DELAÇÃO PREMIADA NÃO SERVE COMO JUÍZO DE ADMISSIBILIDADE DE AÇÃO DE IMPROBIDADE ADMINISTRATIVA – AUSÊNCIA DE MATERIALIDADE DO ATO ÍMPROBO
A Lei nº 13.964/2019 alterou a redação inicial do art. 17, § 1º, da Lei nº 8.429/92, e permite que, nas ações de improbidade administrativa, haja a celebração de acordo de não persecução cível, nos termos da citada lei.
Esse fato não se discute no presente estudo, visto que o legislador passou a permitir a possibilidade da celebração de transação ou de acordos perante a Lei de Improbidade Administrativa.
Apesar de os benefícios da obtenção da delação premiada ser extensíveis ao contexto da lei de Improbidade Administrativa, por óbvio que os seus efeitos não possuem validade de meio de prova idôneo capaz de produzir indício da prática de ato ímprobo.

Bloco de dados:
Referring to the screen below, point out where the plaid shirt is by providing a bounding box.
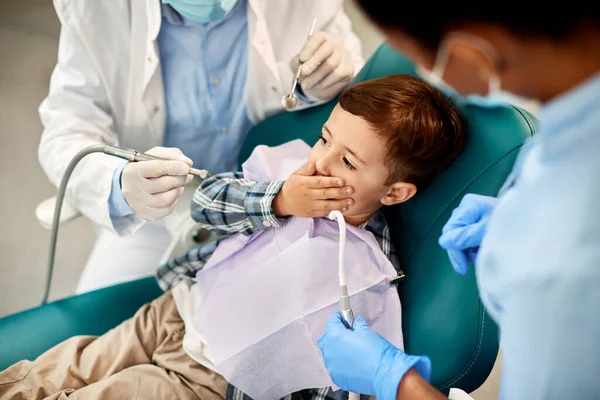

Lista de exercícios:
1. No texto sobre delação premiada e improbidade administrativa, qual lei alterou a redação inicial do art. 17, § 1º, da Lei nº 8.429/92?
2. Dê prosseguimento ao texto sobre delação premiada e improbidade administrativa a partir da última frase apresentada.

Respostas esperadas:
1. A Lei nº 13.964/2019.

2.
Ou seja, não há presunção de idoneidade na declaração do colaborador premiado, que terá, obrigatoriamente, que encontrar confirmação nos autos, elementos de provas externamente produzidos.
Assim, corroborar, aqui, é reforçar o valor probatório da versão produzida pelo colaborador; mediante a apostação de dados de uma fonte distinta (externa) que confirma ou ratifica a veracidade do que fora declarado anteriormente.
Isso porque, somente a versão do colaborador não permite que haja a deflagração de uma investigação preliminar (inquérito civil público ou inquérito policial), visando adquirir provas idôneas sobre o fato relatado.
Em abono ao que foi dito, segue o posicionamento do Min. Gilmar Mendes, na RCL nº 36.542, EXTN – NONA/PR, verbis:
“(...) é por isso que se defende que a verdadeira vocação probatória da colaboração premiada seria a autorização da deflagração de uma investigação preliminar, de modo a adquirir coisas materiais, traços ou declarações dotadas de força probatória, não podendo, portanto, servir para a utilização a priori de medidas restritivas de direitos ou da liberdade dos delitos.”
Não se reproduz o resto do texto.